Copy out, unchanged, the part of the records that opens at their very beginning and closes with the line containing "[258,182,267,206]", including that line.

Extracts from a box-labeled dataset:
━━━
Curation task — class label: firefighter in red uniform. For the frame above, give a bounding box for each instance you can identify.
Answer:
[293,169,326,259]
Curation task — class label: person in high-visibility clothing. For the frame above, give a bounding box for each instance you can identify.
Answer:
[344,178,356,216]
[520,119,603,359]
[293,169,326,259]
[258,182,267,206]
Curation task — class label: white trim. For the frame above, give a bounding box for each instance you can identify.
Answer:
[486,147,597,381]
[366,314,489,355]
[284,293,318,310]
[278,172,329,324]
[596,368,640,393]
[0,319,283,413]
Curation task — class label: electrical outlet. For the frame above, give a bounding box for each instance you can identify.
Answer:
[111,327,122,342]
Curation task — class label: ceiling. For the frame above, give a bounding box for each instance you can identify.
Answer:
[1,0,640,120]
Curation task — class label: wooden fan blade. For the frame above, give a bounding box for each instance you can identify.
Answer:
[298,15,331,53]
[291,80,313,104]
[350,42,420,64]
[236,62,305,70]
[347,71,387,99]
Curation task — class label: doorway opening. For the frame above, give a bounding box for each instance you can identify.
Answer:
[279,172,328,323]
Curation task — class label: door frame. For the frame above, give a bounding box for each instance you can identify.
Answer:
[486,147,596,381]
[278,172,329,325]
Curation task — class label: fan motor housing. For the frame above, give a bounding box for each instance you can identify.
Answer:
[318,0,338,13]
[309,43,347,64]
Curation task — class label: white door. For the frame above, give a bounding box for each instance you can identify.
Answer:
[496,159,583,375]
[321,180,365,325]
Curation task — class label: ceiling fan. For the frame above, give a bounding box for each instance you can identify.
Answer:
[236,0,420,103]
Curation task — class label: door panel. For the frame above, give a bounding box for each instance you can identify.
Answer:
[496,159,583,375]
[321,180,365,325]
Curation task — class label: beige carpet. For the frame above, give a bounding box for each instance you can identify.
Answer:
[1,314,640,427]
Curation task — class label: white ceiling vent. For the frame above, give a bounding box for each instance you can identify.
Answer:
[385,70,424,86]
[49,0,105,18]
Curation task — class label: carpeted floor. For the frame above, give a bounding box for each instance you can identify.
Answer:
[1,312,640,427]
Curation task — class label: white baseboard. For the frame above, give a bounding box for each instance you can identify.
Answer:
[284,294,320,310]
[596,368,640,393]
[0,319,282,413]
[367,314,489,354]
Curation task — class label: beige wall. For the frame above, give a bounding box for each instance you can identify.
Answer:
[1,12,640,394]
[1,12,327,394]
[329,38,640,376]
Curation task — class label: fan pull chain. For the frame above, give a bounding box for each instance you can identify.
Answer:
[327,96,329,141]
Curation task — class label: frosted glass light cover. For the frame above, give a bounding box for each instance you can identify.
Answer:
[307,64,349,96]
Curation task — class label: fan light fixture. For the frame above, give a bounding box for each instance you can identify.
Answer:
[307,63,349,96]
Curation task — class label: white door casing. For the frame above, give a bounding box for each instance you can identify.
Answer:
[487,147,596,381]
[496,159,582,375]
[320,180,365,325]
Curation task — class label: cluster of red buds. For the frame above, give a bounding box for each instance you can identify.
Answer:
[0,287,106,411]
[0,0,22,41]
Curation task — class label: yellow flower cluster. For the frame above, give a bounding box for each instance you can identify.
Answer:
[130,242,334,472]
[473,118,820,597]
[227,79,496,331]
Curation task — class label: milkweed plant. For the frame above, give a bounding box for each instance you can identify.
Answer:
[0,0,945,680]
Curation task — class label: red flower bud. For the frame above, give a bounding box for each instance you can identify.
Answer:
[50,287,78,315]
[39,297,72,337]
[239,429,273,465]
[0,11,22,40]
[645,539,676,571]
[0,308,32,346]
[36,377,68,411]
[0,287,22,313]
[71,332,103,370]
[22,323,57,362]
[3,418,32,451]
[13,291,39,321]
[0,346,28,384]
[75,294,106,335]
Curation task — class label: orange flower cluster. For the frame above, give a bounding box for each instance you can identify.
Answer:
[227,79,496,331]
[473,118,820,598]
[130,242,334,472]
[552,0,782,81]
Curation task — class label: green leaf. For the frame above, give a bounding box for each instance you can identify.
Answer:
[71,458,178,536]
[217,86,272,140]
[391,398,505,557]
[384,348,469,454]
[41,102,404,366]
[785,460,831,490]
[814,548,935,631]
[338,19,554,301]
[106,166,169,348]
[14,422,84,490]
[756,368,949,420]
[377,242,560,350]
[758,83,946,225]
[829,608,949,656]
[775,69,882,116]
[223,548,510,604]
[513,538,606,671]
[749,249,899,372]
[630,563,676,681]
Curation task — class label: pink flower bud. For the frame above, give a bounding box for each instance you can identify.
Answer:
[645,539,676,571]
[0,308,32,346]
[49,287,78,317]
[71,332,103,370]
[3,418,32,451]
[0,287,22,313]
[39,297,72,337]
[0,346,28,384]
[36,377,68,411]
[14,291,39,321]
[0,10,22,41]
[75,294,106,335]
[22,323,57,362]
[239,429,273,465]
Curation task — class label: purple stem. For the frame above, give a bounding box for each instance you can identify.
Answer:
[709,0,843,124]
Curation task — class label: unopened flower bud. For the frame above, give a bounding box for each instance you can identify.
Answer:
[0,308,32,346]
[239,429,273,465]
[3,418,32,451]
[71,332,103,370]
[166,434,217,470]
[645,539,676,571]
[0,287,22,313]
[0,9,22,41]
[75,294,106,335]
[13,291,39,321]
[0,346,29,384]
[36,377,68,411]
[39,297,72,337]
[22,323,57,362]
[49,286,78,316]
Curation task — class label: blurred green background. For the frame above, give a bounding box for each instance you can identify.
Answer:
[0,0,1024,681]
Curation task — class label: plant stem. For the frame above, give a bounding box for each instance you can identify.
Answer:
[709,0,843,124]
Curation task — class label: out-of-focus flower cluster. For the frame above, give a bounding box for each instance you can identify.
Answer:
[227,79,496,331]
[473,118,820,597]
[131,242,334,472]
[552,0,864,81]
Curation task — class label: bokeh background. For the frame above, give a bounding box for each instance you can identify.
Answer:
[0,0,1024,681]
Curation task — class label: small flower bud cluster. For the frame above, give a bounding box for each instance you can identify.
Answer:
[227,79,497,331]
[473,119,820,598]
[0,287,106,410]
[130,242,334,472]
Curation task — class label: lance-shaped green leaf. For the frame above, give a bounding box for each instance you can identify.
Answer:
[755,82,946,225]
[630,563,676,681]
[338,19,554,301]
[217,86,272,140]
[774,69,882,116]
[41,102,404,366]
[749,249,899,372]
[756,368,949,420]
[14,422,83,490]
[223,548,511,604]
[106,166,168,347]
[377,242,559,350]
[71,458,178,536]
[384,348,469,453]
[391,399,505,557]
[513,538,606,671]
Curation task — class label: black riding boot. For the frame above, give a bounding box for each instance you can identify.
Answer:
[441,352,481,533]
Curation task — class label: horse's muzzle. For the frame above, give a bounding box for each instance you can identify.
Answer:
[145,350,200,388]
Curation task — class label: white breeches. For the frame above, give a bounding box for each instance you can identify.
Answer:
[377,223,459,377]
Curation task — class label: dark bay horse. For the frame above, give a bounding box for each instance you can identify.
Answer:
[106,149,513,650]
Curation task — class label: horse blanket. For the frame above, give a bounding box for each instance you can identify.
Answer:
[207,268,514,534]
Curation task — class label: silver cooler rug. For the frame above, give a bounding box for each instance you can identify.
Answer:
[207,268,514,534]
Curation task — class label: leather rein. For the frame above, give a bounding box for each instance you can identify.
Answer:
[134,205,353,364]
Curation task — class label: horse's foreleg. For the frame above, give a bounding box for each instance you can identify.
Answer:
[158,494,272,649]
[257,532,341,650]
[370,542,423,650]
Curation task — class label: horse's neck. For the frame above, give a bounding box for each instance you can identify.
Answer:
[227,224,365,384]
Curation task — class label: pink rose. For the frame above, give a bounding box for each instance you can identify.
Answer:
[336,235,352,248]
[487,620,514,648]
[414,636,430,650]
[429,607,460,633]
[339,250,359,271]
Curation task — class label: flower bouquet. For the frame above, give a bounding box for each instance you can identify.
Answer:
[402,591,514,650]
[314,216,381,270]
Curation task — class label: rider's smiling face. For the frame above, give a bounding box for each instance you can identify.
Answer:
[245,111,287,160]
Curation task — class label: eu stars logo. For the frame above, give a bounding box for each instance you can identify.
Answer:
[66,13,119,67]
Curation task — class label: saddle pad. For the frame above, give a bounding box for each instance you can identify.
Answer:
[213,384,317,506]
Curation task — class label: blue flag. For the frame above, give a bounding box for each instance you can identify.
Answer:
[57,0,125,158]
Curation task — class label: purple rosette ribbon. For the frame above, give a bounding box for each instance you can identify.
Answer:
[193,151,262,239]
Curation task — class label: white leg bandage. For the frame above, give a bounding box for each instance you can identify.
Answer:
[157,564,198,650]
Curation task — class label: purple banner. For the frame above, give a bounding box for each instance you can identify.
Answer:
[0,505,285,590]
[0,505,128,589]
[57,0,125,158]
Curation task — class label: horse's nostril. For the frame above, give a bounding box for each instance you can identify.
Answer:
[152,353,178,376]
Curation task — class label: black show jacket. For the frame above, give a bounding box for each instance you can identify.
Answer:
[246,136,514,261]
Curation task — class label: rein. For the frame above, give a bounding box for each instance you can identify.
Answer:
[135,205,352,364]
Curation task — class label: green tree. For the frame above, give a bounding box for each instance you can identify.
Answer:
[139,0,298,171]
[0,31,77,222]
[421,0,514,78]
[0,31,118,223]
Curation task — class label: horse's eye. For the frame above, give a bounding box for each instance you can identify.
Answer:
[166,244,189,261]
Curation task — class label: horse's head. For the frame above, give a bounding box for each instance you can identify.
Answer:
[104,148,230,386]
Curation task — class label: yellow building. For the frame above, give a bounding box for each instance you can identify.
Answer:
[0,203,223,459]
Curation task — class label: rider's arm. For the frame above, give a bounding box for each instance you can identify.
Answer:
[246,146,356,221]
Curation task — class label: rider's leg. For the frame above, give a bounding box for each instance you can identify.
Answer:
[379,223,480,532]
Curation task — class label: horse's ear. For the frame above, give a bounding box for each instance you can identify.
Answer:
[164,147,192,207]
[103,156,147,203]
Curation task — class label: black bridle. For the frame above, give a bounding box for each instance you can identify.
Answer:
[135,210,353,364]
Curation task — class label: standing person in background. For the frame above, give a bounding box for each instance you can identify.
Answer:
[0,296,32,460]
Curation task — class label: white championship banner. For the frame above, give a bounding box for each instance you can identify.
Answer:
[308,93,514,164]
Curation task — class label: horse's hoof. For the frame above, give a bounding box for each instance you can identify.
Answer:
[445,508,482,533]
━━━
== Solution to the exercise ==
Curation task — class label: firefighter in red uniform. For the frame above, give a bounding box for each instance you can identify.
Answer:
[293,169,326,259]
Curation task — class label: person in high-visibility clothing. For the frame above, give a bounding box for each instance you can identify.
Answer:
[344,178,356,216]
[520,119,603,359]
[293,169,326,259]
[258,182,267,206]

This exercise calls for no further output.